Aim: Rewrite every line of the records below, including the request lines. Scale each bounding-box coordinate in the answers by 1.7 and round to a whole number, with halves going up, but leave the request wording and its format sample unchanged.

— START Data entries —

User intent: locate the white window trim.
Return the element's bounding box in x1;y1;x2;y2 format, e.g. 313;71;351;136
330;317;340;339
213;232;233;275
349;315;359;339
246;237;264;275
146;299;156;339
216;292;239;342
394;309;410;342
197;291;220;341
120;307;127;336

— END Data entries —

Finished answer:
User intent: locate the white window trim.
Return the element's bounding box in x1;y1;x2;y2 format, e.g. 313;71;351;136
561;539;578;576
362;394;396;468
593;536;610;576
418;403;449;468
248;508;265;576
367;496;406;581
670;525;697;581
335;495;374;580
204;522;216;571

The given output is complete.